━━ Data for this task ━━

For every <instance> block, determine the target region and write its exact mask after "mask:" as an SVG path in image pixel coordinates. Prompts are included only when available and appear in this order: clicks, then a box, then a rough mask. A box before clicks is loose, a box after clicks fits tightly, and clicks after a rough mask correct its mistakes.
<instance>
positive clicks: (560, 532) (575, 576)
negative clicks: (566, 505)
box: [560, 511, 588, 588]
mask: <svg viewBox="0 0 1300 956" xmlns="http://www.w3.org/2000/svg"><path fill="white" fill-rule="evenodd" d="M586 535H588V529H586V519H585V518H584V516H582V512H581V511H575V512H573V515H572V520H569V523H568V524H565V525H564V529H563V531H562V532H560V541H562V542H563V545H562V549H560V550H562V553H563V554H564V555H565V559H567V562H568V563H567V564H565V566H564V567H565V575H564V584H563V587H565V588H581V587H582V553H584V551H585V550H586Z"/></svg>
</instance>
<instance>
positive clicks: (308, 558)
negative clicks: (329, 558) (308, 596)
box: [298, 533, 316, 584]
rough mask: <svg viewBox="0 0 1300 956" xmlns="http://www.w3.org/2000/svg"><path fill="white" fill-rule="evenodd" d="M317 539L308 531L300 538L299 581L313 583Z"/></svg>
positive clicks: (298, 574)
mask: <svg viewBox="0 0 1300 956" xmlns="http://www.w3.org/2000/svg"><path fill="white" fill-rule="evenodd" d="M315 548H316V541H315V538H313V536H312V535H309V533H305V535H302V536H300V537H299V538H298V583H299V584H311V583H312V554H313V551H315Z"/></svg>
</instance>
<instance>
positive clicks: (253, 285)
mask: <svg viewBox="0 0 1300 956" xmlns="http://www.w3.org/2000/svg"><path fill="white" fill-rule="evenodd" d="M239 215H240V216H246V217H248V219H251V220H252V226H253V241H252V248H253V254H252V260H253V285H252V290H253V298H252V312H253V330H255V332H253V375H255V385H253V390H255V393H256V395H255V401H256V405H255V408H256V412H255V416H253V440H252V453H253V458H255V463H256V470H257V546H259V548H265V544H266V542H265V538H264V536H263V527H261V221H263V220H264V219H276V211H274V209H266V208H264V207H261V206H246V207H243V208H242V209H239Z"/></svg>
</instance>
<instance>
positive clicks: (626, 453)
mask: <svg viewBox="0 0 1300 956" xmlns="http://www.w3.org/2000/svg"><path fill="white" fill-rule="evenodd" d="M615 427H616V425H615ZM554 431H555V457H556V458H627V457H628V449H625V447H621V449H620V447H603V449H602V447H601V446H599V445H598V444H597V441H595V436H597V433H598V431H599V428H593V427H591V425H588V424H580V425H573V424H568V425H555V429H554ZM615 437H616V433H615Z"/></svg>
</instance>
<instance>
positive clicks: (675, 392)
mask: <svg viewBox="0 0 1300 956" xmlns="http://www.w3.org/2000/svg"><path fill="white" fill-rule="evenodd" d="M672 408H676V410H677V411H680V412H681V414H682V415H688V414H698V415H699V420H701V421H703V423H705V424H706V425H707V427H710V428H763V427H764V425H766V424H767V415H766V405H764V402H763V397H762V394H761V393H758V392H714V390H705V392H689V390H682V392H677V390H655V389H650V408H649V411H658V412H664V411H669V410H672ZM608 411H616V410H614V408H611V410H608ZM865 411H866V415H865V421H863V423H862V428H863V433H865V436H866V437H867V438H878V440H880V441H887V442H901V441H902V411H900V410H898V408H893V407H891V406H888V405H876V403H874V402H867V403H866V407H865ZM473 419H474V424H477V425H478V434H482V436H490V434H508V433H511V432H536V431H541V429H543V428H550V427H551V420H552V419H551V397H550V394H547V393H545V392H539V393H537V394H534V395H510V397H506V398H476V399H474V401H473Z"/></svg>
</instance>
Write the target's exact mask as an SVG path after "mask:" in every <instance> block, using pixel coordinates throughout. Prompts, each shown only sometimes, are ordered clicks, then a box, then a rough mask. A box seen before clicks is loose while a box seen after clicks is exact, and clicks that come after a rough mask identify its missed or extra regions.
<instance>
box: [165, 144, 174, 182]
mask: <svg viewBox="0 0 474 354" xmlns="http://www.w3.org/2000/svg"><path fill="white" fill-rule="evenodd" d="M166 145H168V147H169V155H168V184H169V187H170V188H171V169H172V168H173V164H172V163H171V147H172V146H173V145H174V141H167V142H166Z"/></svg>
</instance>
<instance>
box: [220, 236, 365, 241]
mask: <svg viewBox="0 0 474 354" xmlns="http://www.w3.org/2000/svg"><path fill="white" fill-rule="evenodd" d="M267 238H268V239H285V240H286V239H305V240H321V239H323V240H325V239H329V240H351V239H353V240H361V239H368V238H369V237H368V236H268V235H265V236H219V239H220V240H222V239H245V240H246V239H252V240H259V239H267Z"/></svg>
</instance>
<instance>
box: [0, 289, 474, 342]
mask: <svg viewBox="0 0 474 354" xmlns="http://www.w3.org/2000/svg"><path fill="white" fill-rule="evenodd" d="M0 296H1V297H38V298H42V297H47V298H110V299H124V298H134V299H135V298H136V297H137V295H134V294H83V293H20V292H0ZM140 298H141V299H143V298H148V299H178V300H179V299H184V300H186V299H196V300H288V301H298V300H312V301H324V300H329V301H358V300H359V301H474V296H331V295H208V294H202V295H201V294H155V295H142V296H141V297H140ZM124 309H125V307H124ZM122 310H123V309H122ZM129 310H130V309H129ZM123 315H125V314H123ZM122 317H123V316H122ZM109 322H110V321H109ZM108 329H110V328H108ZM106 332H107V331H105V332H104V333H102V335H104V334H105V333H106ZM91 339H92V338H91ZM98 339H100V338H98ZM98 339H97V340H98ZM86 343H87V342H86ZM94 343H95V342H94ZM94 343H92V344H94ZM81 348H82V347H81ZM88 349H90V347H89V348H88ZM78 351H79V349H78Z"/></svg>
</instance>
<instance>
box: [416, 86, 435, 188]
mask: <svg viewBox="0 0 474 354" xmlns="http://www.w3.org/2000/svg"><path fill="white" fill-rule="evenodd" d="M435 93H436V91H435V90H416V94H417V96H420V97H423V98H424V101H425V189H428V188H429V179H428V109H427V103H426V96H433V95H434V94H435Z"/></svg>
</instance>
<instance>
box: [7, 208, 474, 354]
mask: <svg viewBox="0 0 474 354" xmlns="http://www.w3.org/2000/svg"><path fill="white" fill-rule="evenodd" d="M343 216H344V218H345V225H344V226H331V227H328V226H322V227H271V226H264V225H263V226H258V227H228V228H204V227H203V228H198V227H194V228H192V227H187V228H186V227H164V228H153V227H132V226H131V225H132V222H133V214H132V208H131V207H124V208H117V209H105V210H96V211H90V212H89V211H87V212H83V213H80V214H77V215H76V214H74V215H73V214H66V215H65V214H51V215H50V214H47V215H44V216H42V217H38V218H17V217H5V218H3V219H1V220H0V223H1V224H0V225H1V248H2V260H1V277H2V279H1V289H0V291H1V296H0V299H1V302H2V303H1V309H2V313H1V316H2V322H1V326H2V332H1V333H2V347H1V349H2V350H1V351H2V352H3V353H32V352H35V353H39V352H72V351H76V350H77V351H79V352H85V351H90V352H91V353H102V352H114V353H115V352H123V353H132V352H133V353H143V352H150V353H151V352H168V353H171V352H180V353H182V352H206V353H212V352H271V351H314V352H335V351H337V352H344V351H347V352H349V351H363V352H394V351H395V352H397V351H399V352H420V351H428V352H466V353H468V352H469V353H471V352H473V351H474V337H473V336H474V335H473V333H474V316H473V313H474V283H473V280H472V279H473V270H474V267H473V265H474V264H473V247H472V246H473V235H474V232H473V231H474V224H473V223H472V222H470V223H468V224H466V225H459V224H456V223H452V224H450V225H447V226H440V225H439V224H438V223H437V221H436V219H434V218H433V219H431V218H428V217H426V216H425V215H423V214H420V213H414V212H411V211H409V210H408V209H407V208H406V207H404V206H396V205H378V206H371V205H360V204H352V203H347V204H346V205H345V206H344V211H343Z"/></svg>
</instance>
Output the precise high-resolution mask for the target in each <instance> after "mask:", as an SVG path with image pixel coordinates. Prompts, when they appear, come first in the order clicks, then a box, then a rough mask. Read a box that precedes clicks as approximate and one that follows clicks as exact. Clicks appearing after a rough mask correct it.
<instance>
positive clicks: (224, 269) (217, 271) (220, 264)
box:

━━━

Task goal - Gather every line of the records above that contains the string "positive" and copy each one out.

Result -
positive clicks: (560, 532) (575, 576)
positive clicks: (308, 558)
positive clicks: (298, 574)
positive clicks: (253, 285)
positive clicks: (626, 453)
positive clicks: (675, 392)
positive clicks: (224, 269) (217, 271) (220, 264)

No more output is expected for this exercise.